▸ Stated problem
Return the lines below unchanged, starting with the line containing "Each instance of the white towel" and going on through the line containing "[(137, 241)]", both included.

▸ Input records
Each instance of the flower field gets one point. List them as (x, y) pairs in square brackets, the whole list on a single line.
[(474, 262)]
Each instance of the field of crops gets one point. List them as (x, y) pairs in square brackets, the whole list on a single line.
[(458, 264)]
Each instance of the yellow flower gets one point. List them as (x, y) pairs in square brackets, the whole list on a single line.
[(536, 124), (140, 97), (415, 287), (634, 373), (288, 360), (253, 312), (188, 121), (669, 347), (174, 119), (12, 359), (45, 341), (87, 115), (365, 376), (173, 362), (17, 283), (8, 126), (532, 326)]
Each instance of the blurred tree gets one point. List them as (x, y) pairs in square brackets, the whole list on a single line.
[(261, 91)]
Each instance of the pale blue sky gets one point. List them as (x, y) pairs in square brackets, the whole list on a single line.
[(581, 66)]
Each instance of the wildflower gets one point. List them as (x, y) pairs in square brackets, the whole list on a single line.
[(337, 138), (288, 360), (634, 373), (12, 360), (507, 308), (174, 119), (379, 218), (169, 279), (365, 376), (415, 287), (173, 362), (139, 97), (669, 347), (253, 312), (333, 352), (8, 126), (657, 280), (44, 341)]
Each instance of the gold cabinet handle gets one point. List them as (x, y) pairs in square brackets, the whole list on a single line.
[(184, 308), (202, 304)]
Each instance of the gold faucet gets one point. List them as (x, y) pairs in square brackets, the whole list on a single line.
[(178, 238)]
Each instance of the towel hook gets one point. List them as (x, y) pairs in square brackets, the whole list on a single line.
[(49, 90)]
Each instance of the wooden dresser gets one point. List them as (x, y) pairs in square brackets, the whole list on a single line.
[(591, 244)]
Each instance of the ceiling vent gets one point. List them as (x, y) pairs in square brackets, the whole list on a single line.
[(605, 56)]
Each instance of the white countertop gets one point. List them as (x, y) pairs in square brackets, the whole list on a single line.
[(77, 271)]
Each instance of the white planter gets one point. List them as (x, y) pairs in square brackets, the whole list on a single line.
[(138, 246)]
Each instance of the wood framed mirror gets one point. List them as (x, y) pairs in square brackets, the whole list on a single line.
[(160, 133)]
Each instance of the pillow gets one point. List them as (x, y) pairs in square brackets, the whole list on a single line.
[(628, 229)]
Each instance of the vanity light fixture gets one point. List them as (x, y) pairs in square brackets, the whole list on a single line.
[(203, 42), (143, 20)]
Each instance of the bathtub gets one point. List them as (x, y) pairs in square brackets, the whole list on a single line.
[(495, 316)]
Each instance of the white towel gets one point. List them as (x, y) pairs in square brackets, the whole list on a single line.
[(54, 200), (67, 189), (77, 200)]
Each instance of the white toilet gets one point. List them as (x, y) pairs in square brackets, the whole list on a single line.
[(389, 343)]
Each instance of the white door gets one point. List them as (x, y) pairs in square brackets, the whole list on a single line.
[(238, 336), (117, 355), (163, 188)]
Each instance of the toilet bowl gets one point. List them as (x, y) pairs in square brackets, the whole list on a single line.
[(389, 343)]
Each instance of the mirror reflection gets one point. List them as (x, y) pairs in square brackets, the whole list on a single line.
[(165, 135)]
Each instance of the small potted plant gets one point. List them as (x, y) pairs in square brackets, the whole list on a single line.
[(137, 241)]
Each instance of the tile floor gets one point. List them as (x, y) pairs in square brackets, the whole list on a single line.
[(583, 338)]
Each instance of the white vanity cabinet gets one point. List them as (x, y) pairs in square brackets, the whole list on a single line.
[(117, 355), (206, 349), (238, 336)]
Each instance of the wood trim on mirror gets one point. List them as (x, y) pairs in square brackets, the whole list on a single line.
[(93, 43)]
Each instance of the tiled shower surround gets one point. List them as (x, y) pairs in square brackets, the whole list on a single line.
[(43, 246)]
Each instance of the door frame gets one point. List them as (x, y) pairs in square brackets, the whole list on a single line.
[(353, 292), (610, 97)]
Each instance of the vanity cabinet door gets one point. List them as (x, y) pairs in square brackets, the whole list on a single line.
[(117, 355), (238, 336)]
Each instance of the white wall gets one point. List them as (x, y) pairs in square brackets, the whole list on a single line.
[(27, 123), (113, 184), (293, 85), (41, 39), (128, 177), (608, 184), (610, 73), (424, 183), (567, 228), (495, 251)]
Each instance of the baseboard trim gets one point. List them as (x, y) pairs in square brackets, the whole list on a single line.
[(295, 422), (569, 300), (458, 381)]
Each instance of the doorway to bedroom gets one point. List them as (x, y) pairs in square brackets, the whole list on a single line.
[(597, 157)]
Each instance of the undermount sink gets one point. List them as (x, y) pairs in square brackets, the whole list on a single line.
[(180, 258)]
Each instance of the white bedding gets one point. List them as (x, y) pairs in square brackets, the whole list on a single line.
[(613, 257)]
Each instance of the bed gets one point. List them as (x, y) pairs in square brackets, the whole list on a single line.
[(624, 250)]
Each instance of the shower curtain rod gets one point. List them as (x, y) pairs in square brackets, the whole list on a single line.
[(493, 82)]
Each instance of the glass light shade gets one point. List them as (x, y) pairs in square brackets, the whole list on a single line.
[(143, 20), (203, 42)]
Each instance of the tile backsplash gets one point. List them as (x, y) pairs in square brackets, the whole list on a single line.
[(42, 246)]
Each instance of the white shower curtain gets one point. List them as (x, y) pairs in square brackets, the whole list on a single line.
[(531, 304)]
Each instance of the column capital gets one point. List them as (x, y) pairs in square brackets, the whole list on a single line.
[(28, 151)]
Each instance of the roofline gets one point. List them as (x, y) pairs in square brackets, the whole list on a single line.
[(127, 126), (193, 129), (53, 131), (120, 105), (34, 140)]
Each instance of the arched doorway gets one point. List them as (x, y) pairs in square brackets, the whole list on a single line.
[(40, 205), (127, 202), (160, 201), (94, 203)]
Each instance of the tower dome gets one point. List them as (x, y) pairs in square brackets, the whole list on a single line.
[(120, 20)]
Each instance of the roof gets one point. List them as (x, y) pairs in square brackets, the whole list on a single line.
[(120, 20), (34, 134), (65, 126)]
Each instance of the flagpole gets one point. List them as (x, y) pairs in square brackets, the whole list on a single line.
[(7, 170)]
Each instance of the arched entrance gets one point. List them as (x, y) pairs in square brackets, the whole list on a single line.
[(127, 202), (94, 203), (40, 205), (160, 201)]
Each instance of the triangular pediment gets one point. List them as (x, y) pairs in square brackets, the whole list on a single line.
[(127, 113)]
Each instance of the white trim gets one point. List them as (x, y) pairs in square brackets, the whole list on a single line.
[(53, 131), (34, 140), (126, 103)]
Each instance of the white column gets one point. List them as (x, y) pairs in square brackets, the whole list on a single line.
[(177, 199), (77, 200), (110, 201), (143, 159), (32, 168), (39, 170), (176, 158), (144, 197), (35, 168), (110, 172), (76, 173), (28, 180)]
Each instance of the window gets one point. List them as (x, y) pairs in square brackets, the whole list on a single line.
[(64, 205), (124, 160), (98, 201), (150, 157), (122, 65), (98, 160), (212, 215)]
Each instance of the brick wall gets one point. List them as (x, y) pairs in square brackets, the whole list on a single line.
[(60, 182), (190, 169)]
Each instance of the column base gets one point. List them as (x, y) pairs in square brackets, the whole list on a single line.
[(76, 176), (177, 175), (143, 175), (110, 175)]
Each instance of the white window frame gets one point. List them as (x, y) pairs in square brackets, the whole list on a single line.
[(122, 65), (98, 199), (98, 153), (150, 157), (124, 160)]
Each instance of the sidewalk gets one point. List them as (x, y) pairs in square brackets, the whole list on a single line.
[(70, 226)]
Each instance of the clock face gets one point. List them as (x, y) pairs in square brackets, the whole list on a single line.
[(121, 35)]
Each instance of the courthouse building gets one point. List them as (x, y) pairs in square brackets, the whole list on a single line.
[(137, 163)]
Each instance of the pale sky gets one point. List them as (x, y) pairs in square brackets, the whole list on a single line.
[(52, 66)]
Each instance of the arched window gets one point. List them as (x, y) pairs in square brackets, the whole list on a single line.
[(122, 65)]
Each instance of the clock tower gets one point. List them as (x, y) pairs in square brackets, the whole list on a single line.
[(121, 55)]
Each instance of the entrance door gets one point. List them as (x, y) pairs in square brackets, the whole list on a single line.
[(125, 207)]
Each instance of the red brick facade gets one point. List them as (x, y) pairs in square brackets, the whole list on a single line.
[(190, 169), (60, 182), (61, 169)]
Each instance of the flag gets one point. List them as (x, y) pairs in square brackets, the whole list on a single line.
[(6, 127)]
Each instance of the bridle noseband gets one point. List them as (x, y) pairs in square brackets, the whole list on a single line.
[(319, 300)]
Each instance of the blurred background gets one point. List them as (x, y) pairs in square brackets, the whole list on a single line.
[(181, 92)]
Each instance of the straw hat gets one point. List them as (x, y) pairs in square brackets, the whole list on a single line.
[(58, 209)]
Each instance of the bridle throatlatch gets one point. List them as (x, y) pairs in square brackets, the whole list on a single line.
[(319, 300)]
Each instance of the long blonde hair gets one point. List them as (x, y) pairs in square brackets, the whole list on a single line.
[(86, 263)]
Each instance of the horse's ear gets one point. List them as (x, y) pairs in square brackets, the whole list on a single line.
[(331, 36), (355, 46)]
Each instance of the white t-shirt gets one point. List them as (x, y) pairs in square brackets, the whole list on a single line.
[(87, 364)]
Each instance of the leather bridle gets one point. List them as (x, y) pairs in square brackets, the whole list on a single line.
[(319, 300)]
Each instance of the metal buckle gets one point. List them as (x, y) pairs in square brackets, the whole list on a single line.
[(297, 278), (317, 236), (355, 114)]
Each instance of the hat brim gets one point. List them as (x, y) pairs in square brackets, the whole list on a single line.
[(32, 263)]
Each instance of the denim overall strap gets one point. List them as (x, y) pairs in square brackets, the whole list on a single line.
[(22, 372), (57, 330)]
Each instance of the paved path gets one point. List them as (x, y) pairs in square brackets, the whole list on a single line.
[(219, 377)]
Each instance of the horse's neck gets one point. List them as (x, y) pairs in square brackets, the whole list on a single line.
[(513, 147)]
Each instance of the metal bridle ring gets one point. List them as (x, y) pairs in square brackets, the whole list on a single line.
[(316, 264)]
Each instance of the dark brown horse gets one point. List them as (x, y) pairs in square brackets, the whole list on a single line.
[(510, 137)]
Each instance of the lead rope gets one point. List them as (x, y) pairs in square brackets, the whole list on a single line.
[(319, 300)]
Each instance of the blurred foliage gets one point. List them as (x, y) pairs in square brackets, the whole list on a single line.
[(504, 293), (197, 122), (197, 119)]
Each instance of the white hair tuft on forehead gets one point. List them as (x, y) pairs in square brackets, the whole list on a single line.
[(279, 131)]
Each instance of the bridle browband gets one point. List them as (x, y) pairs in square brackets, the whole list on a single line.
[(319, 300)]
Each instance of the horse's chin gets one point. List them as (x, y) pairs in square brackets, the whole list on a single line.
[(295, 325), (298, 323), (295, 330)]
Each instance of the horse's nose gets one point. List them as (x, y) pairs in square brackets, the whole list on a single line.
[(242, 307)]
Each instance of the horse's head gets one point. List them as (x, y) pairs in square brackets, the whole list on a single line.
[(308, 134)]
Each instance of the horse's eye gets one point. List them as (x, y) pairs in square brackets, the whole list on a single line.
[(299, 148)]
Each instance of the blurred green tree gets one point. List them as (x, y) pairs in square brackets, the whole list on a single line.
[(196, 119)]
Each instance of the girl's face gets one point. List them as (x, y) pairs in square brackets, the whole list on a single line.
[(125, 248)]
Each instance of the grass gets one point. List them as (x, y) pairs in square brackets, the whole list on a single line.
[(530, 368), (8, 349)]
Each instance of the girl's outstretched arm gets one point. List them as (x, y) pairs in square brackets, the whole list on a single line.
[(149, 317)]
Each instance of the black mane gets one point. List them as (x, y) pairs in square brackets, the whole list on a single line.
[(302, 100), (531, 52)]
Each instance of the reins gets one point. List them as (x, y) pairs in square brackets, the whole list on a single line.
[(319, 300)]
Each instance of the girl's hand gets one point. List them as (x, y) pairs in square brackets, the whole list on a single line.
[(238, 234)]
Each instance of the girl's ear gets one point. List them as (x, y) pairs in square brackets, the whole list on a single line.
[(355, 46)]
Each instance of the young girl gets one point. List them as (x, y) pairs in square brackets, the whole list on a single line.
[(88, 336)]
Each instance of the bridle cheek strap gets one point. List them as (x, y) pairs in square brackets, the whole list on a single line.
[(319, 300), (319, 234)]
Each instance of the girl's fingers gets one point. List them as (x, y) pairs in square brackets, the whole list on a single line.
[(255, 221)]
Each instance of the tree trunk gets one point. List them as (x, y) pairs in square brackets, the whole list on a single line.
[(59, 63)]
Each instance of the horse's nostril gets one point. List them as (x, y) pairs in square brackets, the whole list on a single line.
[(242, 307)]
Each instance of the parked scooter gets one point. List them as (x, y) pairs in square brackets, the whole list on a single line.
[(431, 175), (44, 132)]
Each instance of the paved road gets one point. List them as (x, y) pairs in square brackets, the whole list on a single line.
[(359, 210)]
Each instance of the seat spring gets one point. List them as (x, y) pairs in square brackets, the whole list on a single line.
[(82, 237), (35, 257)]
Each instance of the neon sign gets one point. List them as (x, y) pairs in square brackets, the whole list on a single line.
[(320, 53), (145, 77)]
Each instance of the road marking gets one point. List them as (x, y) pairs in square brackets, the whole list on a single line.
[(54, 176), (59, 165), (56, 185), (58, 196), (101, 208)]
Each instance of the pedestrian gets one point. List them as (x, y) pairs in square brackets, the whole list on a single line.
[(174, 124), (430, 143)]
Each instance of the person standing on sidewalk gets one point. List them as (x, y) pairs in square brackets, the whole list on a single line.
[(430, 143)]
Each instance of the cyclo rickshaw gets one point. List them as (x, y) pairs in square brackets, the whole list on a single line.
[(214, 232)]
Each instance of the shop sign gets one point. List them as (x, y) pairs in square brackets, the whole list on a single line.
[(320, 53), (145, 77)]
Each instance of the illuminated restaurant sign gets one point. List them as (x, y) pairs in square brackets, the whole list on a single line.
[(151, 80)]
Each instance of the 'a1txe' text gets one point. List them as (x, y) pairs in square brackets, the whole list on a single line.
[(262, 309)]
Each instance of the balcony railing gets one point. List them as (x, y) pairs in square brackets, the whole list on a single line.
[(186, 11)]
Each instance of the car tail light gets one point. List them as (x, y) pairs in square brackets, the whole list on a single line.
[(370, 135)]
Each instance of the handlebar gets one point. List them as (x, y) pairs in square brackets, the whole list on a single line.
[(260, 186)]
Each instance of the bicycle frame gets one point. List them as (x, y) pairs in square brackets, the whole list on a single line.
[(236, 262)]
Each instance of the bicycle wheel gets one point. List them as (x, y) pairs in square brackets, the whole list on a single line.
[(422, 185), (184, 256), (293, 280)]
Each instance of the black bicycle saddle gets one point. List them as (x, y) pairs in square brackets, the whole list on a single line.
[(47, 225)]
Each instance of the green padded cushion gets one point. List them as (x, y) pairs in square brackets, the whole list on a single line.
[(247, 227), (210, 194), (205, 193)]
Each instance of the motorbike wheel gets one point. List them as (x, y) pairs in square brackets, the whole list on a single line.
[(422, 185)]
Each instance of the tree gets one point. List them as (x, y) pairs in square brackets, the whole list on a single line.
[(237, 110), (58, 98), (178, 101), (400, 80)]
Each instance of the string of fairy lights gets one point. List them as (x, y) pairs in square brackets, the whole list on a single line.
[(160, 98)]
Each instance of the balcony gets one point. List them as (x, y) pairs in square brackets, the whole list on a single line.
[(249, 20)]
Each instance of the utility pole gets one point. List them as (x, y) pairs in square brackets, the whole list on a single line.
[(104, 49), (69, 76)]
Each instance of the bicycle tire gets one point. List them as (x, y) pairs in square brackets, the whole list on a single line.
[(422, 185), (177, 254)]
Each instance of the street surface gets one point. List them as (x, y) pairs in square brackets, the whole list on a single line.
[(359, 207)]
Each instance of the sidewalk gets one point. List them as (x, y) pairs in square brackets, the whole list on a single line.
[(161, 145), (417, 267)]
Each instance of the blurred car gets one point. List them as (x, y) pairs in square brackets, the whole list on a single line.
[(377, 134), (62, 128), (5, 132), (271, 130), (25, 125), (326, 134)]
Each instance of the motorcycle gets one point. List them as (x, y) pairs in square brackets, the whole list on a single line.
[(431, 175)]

▸ Correct response
Each instance of the white towel gets one point. List them as (x, y) pairs in square brackets, the whole list on a single line.
[(54, 200), (67, 189), (77, 200)]
Each instance of the white toilet gets one point. List them as (x, y) pairs in square brackets, the whole list on a single line.
[(389, 343)]
Each instance of the white door gets one point. List them as (x, y) pairs in square brackets, the whole list on a single line.
[(238, 336), (117, 355), (163, 188)]
Each instance of the toilet bowl gets one point. List them as (x, y) pairs in square brackets, the whole list on a single line.
[(389, 343)]
Each instance of the mirror reflection gets one point. List them as (x, y) pairs in square brackets, the whole list on a single line.
[(165, 135)]
Each instance of the small potted plant gets one point. List them as (x, y) pairs in square brackets, the whole list on a single line.
[(137, 241)]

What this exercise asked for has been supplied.